*PROVIDED RECORDS*
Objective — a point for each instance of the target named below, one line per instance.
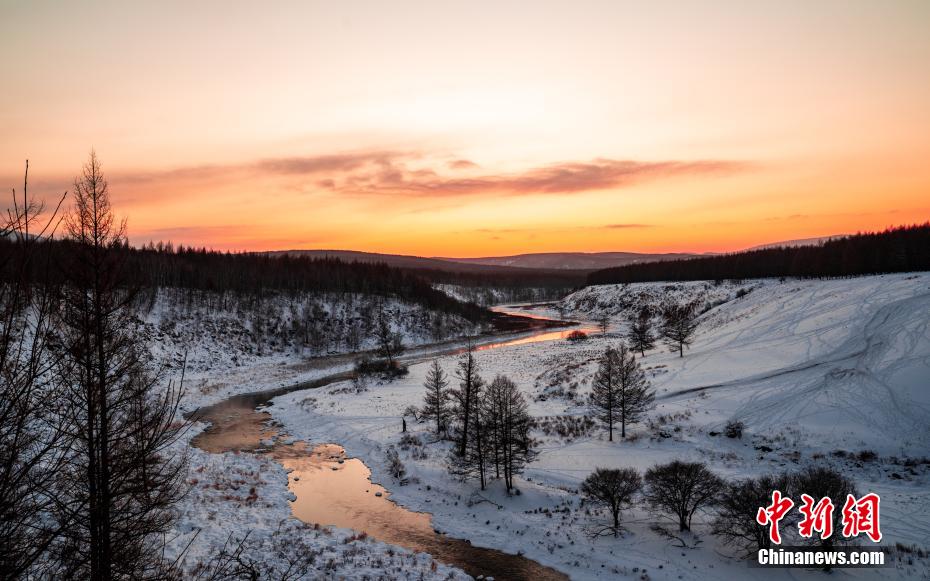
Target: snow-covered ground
(489, 296)
(227, 344)
(242, 500)
(819, 371)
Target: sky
(475, 128)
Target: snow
(235, 497)
(819, 370)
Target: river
(332, 489)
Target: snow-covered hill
(218, 331)
(822, 372)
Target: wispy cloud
(625, 226)
(415, 174)
(393, 177)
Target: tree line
(901, 249)
(205, 275)
(489, 423)
(89, 477)
(680, 490)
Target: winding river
(333, 489)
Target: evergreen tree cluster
(901, 249)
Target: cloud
(462, 164)
(624, 226)
(394, 178)
(415, 174)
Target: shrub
(395, 466)
(738, 504)
(576, 336)
(381, 368)
(734, 429)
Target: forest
(901, 249)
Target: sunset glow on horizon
(476, 129)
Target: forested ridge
(901, 249)
(255, 275)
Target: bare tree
(466, 396)
(636, 398)
(736, 513)
(120, 484)
(640, 335)
(507, 422)
(603, 322)
(679, 322)
(31, 445)
(605, 391)
(390, 344)
(681, 489)
(436, 400)
(620, 392)
(614, 489)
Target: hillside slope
(846, 357)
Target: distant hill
(799, 242)
(570, 260)
(902, 249)
(403, 261)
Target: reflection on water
(331, 489)
(334, 490)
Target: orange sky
(478, 128)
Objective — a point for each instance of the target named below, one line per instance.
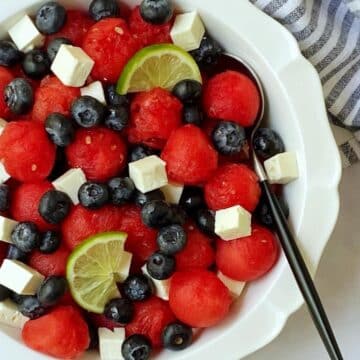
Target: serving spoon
(287, 240)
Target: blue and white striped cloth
(328, 33)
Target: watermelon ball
(198, 298)
(27, 152)
(154, 116)
(68, 338)
(250, 257)
(189, 156)
(233, 184)
(100, 153)
(232, 96)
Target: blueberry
(49, 242)
(100, 9)
(119, 310)
(9, 54)
(156, 213)
(87, 111)
(188, 91)
(121, 190)
(117, 117)
(160, 266)
(25, 236)
(51, 290)
(93, 195)
(31, 307)
(54, 46)
(54, 206)
(19, 96)
(177, 336)
(136, 347)
(267, 143)
(4, 197)
(60, 129)
(50, 18)
(138, 287)
(228, 138)
(156, 11)
(208, 52)
(171, 239)
(115, 99)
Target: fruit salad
(130, 215)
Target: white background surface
(338, 281)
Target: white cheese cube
(70, 183)
(172, 192)
(25, 34)
(232, 223)
(282, 168)
(72, 65)
(11, 316)
(148, 173)
(94, 90)
(235, 287)
(110, 343)
(187, 31)
(161, 286)
(6, 228)
(19, 277)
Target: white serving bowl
(295, 109)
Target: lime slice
(161, 65)
(93, 269)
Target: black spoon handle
(302, 275)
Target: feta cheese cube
(282, 168)
(19, 277)
(161, 286)
(172, 192)
(235, 287)
(70, 183)
(25, 34)
(10, 315)
(94, 90)
(110, 343)
(232, 223)
(72, 65)
(148, 173)
(188, 31)
(6, 228)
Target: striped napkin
(328, 33)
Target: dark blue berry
(25, 236)
(54, 206)
(119, 310)
(49, 242)
(160, 266)
(100, 9)
(19, 96)
(138, 287)
(54, 46)
(52, 290)
(50, 18)
(228, 138)
(156, 11)
(136, 347)
(177, 336)
(117, 117)
(9, 54)
(267, 143)
(93, 195)
(121, 190)
(60, 129)
(88, 111)
(4, 197)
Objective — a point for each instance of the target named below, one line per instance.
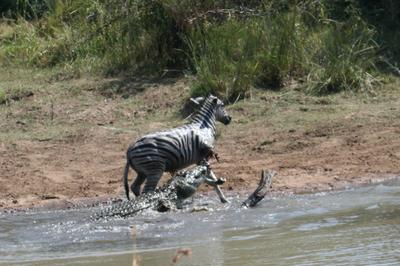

*WHAT THIS TASK INVOLVES*
Please put every line above into a numbered list, skipping blank lines and leaving out the pictures.

*EXERCISE RESULT*
1. Objective — a point for each instance of the target named below, one line per instance.
2. Target: snow-covered ground
3. (489, 296)
4. (227, 344)
5. (242, 500)
6. (819, 371)
7. Target: sky
8. (475, 128)
9. Target: snow
10. (235, 497)
11. (819, 370)
12. Target: river
13. (332, 489)
14. Target: snow-covered hill
15. (218, 331)
16. (822, 372)
17. Target: wispy cloud
18. (625, 226)
19. (415, 174)
20. (393, 177)
21. Target: tree line
22. (901, 249)
23. (205, 275)
24. (489, 423)
25. (89, 477)
26. (680, 490)
27. Target: winding river
28. (333, 489)
29. Target: evergreen tree cluster
30. (901, 249)
31. Target: cloud
32. (462, 164)
33. (624, 226)
34. (394, 178)
35. (415, 174)
36. Target: shrub
37. (395, 466)
38. (738, 504)
39. (576, 336)
40. (381, 368)
41. (734, 429)
42. Target: forest
43. (901, 249)
44. Target: sunset glow on horizon
45. (476, 129)
46. Target: forested ridge
47. (901, 249)
48. (255, 275)
49. Target: bare tree
50. (466, 396)
51. (636, 398)
52. (736, 513)
53. (120, 484)
54. (640, 335)
55. (507, 422)
56. (603, 322)
57. (679, 322)
58. (31, 445)
59. (605, 391)
60. (390, 344)
61. (681, 489)
62. (436, 400)
63. (620, 392)
64. (614, 489)
65. Target: hillside slope
66. (846, 357)
67. Target: distant hill
68. (799, 242)
69. (570, 260)
70. (902, 249)
71. (403, 261)
72. Target: reflection on water
73. (331, 489)
74. (334, 490)
75. Target: orange sky
76. (478, 128)
77. Objective — a point for each instance of the target named below, one line per instance.
78. Target: serving spoon
79. (287, 240)
80. Target: blue and white striped cloth
81. (328, 33)
82. Target: watermelon ball
83. (198, 298)
84. (27, 152)
85. (154, 116)
86. (68, 338)
87. (250, 257)
88. (189, 156)
89. (233, 184)
90. (100, 153)
91. (232, 96)
92. Target: blueberry
93. (49, 242)
94. (100, 9)
95. (119, 310)
96. (9, 54)
97. (156, 213)
98. (87, 111)
99. (188, 91)
100. (121, 190)
101. (117, 117)
102. (160, 266)
103. (25, 236)
104. (51, 290)
105. (93, 195)
106. (31, 307)
107. (54, 46)
108. (54, 206)
109. (19, 96)
110. (177, 336)
111. (136, 347)
112. (267, 143)
113. (4, 197)
114. (60, 129)
115. (50, 18)
116. (138, 287)
117. (228, 138)
118. (156, 11)
119. (208, 52)
120. (171, 239)
121. (115, 99)
122. Target: fruit salad
123. (130, 215)
124. Target: white background surface
125. (338, 281)
126. Target: white cheese cube
127. (70, 183)
128. (172, 192)
129. (25, 34)
130. (232, 223)
131. (282, 168)
132. (72, 65)
133. (11, 316)
134. (148, 173)
135. (94, 90)
136. (235, 287)
137. (110, 343)
138. (187, 31)
139. (161, 286)
140. (6, 228)
141. (19, 277)
142. Target: white serving bowl
143. (295, 109)
144. Target: lime slice
145. (161, 65)
146. (93, 269)
147. Target: black spoon handle
148. (302, 275)
149. Target: feta cheese cube
150. (282, 168)
151. (19, 277)
152. (161, 286)
153. (172, 192)
154. (235, 287)
155. (70, 183)
156. (25, 34)
157. (10, 315)
158. (94, 90)
159. (110, 343)
160. (232, 223)
161. (72, 65)
162. (148, 173)
163. (188, 31)
164. (6, 228)
165. Target: striped napkin
166. (328, 33)
167. Target: dark blue berry
168. (25, 236)
169. (54, 206)
170. (119, 310)
171. (49, 242)
172. (160, 266)
173. (100, 9)
174. (19, 96)
175. (138, 287)
176. (54, 46)
177. (52, 290)
178. (50, 18)
179. (228, 138)
180. (156, 11)
181. (136, 347)
182. (177, 336)
183. (117, 117)
184. (9, 54)
185. (267, 143)
186. (93, 195)
187. (121, 190)
188. (60, 129)
189. (88, 111)
190. (4, 197)
191. Objective — a point for each instance of the target named below, one line per instance.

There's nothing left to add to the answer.